[[ Listed records open ]]

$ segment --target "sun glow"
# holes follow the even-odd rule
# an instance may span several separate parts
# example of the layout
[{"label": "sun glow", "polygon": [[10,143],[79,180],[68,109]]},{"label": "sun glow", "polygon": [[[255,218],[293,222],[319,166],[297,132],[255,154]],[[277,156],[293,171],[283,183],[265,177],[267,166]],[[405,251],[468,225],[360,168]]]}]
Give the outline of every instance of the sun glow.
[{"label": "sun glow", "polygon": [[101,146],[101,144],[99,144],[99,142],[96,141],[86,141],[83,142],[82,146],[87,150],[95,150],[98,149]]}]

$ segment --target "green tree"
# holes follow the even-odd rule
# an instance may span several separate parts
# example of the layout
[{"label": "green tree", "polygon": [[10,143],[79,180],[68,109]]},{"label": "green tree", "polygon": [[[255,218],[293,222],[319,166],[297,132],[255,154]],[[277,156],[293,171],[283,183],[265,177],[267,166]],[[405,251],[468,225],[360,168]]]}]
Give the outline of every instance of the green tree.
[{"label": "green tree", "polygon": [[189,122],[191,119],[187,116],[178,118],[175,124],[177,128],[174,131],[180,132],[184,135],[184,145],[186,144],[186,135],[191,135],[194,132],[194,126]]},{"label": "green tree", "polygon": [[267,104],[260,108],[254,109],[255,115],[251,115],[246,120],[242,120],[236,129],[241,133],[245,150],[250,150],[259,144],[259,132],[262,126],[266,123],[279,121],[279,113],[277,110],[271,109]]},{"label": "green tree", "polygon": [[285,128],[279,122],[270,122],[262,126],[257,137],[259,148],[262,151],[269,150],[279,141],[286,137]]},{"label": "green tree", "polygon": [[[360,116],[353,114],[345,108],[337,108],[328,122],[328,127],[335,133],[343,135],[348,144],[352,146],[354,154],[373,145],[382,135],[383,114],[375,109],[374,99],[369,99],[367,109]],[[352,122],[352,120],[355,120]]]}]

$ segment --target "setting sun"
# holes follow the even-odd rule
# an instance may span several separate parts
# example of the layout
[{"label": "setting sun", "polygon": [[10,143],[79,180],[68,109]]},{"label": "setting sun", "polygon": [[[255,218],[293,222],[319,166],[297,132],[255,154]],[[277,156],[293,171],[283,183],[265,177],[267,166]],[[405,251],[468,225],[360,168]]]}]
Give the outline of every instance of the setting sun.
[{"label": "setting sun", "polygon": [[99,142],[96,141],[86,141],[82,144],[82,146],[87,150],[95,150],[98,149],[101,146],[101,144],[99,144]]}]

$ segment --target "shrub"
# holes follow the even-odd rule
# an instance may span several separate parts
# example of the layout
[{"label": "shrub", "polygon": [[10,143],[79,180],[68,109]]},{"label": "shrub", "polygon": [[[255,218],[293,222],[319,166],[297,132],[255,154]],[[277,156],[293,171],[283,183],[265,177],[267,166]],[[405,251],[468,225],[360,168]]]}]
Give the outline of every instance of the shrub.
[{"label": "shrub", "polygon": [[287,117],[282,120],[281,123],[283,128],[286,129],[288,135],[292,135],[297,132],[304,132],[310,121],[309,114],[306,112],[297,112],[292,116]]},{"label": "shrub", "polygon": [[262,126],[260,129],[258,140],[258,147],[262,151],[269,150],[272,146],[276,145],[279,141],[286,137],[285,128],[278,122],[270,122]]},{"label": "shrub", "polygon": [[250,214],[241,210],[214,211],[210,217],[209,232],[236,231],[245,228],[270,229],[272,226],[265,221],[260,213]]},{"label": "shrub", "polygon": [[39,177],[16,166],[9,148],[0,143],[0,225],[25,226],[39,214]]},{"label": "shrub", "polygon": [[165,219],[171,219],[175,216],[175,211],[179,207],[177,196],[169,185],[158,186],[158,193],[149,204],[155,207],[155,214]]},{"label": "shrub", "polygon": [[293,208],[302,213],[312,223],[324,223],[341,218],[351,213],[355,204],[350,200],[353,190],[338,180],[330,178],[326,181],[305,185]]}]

[[ Listed records closed ]]

Exercise:
Give back the whole listing above, identical in every line.

Result below:
$ segment --target "sun glow"
# holes follow the even-odd rule
# an instance may span several separate parts
# example of the layout
[{"label": "sun glow", "polygon": [[10,143],[79,180],[68,109]]},{"label": "sun glow", "polygon": [[[255,218],[293,222],[319,166],[297,132],[255,154]],[[277,156],[293,171],[283,183],[265,177],[267,166]],[[405,251],[468,225],[360,168]]]}]
Give the outline of every instance of the sun glow.
[{"label": "sun glow", "polygon": [[101,146],[101,144],[99,144],[99,142],[96,141],[86,141],[83,142],[82,146],[87,150],[95,150],[98,149]]}]

$ segment --target "green tree"
# holes follow the even-odd rule
# an instance may span several separate parts
# example of the layout
[{"label": "green tree", "polygon": [[10,143],[79,180],[68,109]]},{"label": "green tree", "polygon": [[[255,218],[293,222],[319,166],[297,132],[255,154]],[[277,156],[293,171],[283,183],[265,177],[267,166]],[[405,251],[468,225],[360,168]]]}]
Give the outline of every instance of the green tree.
[{"label": "green tree", "polygon": [[189,122],[191,119],[187,116],[178,118],[175,124],[177,128],[174,131],[180,132],[184,135],[184,145],[186,144],[186,135],[191,135],[194,132],[194,126]]},{"label": "green tree", "polygon": [[267,104],[260,108],[254,109],[255,115],[251,115],[246,120],[242,120],[236,129],[241,133],[245,150],[250,150],[259,144],[259,132],[262,126],[266,123],[279,121],[279,113],[277,110],[271,109]]},{"label": "green tree", "polygon": [[285,128],[279,122],[270,122],[262,126],[257,137],[259,148],[262,151],[269,150],[279,141],[286,137]]},{"label": "green tree", "polygon": [[[360,116],[353,114],[345,108],[337,108],[328,122],[328,127],[335,133],[343,135],[348,144],[352,146],[354,154],[373,145],[382,135],[383,114],[375,109],[374,99],[369,99],[367,109]],[[352,122],[352,120],[355,120]]]}]

$ segment --target "setting sun"
# holes follow the even-odd rule
# an instance may span several separate parts
# example of the layout
[{"label": "setting sun", "polygon": [[10,143],[79,180],[68,109]]},{"label": "setting sun", "polygon": [[[255,218],[293,222],[319,166],[297,132],[255,154]],[[277,156],[293,171],[283,183],[265,177],[267,166]],[[405,251],[468,225],[360,168]]]}]
Give the outline of every instance of the setting sun.
[{"label": "setting sun", "polygon": [[99,142],[96,141],[86,141],[82,144],[82,146],[87,150],[95,150],[98,149],[101,146],[101,144],[99,144]]}]

$ segment --target "shrub"
# holes follow the even-odd rule
# an instance may span several separate parts
# example of the layout
[{"label": "shrub", "polygon": [[10,143],[79,180],[68,109]]},{"label": "shrub", "polygon": [[[255,218],[293,222],[319,166],[297,132],[255,154]],[[277,156],[293,171],[283,183],[265,177],[267,166]],[[405,251],[468,225],[360,168]]]}]
Give the outline of every instance of the shrub.
[{"label": "shrub", "polygon": [[287,117],[282,120],[281,123],[283,128],[286,129],[288,135],[292,135],[297,132],[304,132],[310,121],[309,114],[306,112],[297,112],[292,116]]},{"label": "shrub", "polygon": [[262,126],[260,129],[258,140],[258,147],[262,151],[269,150],[272,146],[276,145],[279,141],[286,137],[285,128],[278,122],[270,122]]},{"label": "shrub", "polygon": [[250,214],[241,210],[214,211],[210,217],[209,232],[236,231],[245,228],[270,229],[272,226],[265,221],[260,213]]},{"label": "shrub", "polygon": [[39,177],[16,166],[9,148],[0,143],[0,225],[25,226],[39,214]]},{"label": "shrub", "polygon": [[165,219],[171,219],[175,216],[175,211],[179,207],[177,196],[169,185],[158,186],[158,193],[149,204],[155,207],[155,214]]},{"label": "shrub", "polygon": [[293,208],[302,213],[312,223],[324,223],[341,218],[351,213],[355,204],[350,200],[353,190],[338,180],[330,178],[326,181],[305,185]]}]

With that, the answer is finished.